* [Required tasks]:
1. In the emergency forage crop passage, quote the text starting at "If glyphosate (such" and ending at "any planting interval.".
2. According to the emergency forage crop passage, how many days must a grower wait after a post-emergence Harmony SG application before planting cereal rye, turnip, or radishes?

* [Page excerpt]:
Another possible emergency forage crop is short-season corn as silage or as late season pasture, especially if corn and/or soybean herbicides eliminate other possibilities. If you are considering this, the first step is to contact your crop insurance agent. Then go to your Farm Service Agency (FSA) office and fill out their form for failed crop and/or prevent plant. There may be additional considerations you need to follow from NRCS regarding the use of corn for silage as a forage crop in prevented planting acres.
Following are specific examples to help walk a grower through reading herbicide labels for restrictions.
If corn was planted this year and Acuron was applied pre-emergence before the field was flooded out, options for planting forage crops would be minimal because the replant interval for most cover crops is four months or more. There would be no restrictions on corn used for silage after Sept. 1, 2019.
If corn was planted, sprayed post-emergence with Harmony SG, and then the field was flooded out, the herbicide label indicates there would be no plant-back restrictions for soybean, corn, grain sorghum, wheat, barley, oat, and triticale. The grower would need to wait 45 days to plant any “other crops” not listed, including cereal rye, turnip, and radishes.
If soybean was planted this year and Authority First or Sonic pre-emergence was applied before the field was flooded out, there are no options for planting summer forage crops including corn because planting interval is more than four months. Wheat and rye could be options after four months.
The rate of the product used can also determine the plant-back interval or restriction. For example, Dual II Magnum applied pre-emergence in soybean that were then drowned out has a plantback interval of 4 ½ months for oat, rye, and wheat. Radishes and turnips can be planted 60 days after Dual II Magnum was applied. However, both applications are dependent on the rate of Dual II Magnum used. If the rate of 1.33 pints/acre of Dual II Magnum was applied, then all of the above options would hold true. However, if the application was made at a higher rate, the radishes and turnips cannot be planted until the following spring based on the label.
If glyphosate (such as Roundup PowerMAX) is the only herbicide applied in glyphosate-resistant corn or soybean, any cover crop species can be planted without any planting interval.

* [Material provided]:
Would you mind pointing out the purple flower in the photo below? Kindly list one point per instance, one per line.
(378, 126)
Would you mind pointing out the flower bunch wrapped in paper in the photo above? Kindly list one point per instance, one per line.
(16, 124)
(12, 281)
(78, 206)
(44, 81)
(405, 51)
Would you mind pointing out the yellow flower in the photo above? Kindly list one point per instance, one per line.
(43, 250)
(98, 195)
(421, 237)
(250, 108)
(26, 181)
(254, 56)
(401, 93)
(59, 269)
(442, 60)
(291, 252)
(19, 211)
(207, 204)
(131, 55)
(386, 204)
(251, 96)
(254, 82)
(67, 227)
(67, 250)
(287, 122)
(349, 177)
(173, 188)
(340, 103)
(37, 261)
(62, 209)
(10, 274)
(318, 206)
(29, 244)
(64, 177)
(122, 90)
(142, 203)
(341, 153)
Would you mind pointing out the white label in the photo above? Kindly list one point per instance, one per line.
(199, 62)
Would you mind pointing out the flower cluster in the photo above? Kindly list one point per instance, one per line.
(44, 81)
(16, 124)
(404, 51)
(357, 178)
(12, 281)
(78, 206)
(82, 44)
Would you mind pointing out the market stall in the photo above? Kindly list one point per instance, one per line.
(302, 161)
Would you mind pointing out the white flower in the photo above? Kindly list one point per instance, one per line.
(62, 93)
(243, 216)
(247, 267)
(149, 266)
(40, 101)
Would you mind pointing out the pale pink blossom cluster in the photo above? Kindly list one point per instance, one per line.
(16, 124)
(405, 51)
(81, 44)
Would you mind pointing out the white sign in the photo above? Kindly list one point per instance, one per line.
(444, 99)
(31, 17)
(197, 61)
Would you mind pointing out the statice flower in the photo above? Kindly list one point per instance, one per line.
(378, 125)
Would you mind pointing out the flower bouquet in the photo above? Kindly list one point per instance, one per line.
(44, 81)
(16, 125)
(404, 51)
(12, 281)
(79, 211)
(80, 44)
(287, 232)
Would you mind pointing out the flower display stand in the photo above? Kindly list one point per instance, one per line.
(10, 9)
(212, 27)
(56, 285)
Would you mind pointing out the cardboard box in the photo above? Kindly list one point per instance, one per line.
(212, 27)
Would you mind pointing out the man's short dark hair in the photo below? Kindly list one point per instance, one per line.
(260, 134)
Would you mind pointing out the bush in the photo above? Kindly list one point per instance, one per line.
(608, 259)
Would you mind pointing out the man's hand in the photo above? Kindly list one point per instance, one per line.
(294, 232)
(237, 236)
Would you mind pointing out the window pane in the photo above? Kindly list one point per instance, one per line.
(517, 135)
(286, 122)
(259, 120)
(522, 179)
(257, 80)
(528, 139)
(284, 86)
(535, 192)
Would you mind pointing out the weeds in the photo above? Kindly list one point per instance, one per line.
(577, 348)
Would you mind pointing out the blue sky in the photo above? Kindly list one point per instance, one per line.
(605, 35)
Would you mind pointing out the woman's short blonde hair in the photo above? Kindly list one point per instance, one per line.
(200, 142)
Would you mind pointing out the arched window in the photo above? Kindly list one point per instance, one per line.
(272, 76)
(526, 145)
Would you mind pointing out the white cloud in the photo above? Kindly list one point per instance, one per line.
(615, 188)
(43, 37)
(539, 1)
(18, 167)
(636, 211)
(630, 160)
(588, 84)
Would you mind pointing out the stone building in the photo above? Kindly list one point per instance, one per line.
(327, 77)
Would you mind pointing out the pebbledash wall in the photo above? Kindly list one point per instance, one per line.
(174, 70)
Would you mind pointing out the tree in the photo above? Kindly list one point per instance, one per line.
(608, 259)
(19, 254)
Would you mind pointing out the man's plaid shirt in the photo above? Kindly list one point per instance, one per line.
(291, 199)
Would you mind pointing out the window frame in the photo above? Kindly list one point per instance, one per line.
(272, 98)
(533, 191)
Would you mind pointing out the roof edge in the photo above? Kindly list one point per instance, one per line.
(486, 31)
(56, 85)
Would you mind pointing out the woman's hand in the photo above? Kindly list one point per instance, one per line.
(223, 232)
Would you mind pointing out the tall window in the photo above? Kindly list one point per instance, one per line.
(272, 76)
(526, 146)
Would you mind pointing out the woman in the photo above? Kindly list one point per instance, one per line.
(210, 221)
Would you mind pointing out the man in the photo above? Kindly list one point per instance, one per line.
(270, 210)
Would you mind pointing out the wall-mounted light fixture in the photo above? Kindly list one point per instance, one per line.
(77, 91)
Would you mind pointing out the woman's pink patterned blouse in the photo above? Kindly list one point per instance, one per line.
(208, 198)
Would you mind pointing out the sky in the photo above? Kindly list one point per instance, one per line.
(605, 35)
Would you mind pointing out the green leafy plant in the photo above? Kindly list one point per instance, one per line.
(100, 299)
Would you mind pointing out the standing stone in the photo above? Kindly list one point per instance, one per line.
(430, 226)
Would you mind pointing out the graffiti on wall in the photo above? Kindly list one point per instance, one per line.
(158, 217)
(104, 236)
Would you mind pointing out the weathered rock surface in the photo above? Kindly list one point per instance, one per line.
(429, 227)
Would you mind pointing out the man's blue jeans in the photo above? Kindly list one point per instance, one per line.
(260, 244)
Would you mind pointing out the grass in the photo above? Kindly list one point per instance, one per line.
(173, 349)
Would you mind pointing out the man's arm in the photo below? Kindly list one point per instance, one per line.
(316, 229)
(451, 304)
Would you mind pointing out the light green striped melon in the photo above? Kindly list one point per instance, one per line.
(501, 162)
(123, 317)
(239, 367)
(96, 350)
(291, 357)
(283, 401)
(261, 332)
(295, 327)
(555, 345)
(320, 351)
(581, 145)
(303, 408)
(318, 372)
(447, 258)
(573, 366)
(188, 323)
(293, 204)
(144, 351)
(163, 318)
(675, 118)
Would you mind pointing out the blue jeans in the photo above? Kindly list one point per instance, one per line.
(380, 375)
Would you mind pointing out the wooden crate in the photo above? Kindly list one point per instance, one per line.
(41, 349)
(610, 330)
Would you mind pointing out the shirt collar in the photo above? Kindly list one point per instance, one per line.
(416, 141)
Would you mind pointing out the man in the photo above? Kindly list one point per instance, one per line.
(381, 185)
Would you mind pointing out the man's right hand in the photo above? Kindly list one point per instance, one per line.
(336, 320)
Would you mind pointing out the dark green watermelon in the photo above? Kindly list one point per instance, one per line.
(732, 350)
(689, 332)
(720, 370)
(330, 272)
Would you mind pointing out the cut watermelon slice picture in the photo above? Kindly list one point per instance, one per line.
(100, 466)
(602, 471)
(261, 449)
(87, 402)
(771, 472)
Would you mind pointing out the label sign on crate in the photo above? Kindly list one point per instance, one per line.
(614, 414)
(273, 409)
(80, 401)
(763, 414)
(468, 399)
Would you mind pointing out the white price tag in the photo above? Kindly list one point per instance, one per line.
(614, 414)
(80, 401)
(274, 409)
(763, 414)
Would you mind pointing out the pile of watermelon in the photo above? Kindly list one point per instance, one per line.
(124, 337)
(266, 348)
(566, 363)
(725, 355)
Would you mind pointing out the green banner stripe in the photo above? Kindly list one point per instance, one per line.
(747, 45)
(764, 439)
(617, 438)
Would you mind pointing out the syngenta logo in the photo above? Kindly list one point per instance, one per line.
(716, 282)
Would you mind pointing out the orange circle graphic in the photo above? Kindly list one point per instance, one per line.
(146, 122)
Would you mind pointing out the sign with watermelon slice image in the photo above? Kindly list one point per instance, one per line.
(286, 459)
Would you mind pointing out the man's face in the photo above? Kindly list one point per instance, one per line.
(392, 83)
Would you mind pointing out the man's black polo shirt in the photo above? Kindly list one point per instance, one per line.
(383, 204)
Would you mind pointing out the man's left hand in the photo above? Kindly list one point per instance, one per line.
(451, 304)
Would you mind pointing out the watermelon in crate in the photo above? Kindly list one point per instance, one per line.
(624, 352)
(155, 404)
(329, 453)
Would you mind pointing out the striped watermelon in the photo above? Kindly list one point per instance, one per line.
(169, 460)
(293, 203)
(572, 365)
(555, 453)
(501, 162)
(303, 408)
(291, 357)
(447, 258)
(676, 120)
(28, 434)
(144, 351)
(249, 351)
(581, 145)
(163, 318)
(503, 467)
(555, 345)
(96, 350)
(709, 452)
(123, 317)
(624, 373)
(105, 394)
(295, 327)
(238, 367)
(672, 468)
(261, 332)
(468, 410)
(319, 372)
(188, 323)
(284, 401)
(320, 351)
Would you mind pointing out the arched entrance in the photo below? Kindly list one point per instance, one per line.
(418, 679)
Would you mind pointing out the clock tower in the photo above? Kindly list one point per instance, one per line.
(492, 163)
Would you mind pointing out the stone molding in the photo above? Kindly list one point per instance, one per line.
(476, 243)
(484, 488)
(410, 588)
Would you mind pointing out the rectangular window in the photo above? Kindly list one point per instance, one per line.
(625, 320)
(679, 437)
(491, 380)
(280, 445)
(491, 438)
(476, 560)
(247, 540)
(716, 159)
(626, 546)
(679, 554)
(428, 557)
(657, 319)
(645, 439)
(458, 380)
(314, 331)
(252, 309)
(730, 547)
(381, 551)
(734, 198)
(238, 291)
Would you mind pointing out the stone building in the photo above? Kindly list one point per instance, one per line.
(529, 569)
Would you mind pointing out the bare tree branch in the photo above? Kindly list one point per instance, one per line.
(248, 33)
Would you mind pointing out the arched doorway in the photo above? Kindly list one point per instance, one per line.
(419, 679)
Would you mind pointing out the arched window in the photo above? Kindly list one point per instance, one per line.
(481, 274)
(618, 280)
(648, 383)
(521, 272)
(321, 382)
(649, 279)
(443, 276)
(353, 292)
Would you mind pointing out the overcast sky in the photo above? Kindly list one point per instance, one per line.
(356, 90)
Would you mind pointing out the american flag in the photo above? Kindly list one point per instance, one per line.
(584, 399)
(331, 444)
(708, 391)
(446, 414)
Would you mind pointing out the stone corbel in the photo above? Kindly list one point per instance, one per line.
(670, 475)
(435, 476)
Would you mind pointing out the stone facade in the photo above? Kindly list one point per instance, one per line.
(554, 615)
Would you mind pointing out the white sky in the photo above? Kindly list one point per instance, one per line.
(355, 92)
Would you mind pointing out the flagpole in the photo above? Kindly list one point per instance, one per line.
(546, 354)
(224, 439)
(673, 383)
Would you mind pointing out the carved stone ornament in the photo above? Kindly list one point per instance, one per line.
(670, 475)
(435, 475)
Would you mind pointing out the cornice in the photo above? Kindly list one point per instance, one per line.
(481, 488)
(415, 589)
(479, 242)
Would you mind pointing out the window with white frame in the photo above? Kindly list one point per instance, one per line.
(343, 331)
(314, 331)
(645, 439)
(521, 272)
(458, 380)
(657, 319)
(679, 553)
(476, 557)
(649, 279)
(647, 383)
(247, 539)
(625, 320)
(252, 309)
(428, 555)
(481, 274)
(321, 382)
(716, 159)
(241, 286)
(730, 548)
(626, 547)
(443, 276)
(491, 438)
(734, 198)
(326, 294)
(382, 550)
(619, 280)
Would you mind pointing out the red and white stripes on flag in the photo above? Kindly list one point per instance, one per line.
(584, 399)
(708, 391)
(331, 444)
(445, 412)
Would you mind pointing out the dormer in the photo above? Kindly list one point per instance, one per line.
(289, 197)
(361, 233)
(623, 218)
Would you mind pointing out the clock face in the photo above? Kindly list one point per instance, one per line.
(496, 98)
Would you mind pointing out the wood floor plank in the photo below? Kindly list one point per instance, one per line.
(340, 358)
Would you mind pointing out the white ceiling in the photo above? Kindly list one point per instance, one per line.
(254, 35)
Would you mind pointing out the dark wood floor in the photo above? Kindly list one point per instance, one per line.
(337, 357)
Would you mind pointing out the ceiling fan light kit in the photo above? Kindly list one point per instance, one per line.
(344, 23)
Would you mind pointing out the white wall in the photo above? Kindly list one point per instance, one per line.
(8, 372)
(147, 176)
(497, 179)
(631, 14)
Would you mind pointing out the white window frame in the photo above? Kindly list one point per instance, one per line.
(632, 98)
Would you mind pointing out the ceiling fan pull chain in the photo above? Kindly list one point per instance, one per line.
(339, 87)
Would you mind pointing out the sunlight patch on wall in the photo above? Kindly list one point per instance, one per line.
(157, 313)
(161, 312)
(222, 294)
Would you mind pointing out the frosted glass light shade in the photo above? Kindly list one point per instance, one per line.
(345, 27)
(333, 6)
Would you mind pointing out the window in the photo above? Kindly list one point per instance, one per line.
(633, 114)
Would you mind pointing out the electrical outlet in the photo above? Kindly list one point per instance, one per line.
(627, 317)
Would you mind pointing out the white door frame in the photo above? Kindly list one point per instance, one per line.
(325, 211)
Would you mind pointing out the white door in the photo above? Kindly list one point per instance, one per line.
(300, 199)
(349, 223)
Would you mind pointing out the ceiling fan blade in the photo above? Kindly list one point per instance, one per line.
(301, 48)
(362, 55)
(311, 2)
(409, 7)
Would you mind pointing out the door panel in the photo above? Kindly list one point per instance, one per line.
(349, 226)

* [Exercise answers]:
1.
If glyphosate (such as Roundup PowerMAX) is the only herbicide applied in glyphosate-resistant corn or soybean, any cover crop species can be planted without any planting interval.

2. 45 days.